### Required action
From the entries below, transcribe exactly the lines between the line holding "One point lands on every instance of the jar with white" and the line holding "pixel 454 634", inclusive; skip all other lines.

### Provided records
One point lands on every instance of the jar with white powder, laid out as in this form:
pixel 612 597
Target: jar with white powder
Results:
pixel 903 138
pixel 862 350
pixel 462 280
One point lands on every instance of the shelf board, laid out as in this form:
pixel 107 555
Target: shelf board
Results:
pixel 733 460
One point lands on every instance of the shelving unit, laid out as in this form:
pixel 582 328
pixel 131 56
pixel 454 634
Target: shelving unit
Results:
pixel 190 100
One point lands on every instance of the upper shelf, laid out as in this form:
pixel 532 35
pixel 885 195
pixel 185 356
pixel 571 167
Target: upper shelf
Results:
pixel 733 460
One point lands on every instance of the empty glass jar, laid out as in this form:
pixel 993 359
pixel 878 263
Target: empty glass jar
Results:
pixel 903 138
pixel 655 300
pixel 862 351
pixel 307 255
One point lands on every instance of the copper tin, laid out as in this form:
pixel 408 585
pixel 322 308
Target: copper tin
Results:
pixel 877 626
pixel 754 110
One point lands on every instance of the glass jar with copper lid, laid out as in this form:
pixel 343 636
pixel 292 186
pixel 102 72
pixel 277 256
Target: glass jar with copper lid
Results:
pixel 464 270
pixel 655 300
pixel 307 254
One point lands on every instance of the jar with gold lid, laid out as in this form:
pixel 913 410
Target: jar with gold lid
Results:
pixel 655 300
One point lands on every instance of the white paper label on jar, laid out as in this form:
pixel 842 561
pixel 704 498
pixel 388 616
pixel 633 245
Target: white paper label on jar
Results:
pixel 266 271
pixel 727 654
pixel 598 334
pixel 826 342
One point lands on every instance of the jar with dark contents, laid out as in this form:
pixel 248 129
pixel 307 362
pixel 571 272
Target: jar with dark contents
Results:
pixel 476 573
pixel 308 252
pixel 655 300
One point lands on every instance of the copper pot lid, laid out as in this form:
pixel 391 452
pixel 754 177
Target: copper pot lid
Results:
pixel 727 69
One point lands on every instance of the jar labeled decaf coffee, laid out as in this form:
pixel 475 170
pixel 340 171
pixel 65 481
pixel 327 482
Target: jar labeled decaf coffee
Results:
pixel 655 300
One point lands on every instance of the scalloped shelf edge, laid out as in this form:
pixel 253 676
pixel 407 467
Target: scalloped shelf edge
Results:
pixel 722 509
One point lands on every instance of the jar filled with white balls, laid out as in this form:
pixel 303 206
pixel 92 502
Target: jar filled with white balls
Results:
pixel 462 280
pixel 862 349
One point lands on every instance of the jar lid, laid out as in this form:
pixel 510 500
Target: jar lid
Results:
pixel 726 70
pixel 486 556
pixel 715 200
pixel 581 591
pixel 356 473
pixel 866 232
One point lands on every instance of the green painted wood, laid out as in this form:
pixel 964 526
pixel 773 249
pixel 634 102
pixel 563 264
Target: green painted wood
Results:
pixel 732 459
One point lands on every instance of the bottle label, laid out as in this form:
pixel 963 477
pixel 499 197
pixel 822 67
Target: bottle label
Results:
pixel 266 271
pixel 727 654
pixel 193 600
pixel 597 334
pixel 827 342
* * *
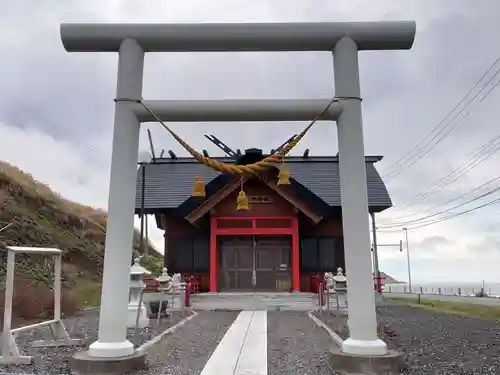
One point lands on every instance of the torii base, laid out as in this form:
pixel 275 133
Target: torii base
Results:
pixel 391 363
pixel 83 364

### Answer below
One point lands on every instance of the jar with white powder, laid out as in this form:
pixel 612 597
Target: jar with white powder
Results:
pixel 903 138
pixel 862 350
pixel 462 280
One point lands on every instance of the shelf board, laid out as in this form:
pixel 107 555
Target: shelf board
Results:
pixel 733 460
One point lands on every instance of the shelving unit, laid out as in this form:
pixel 582 328
pixel 131 56
pixel 454 634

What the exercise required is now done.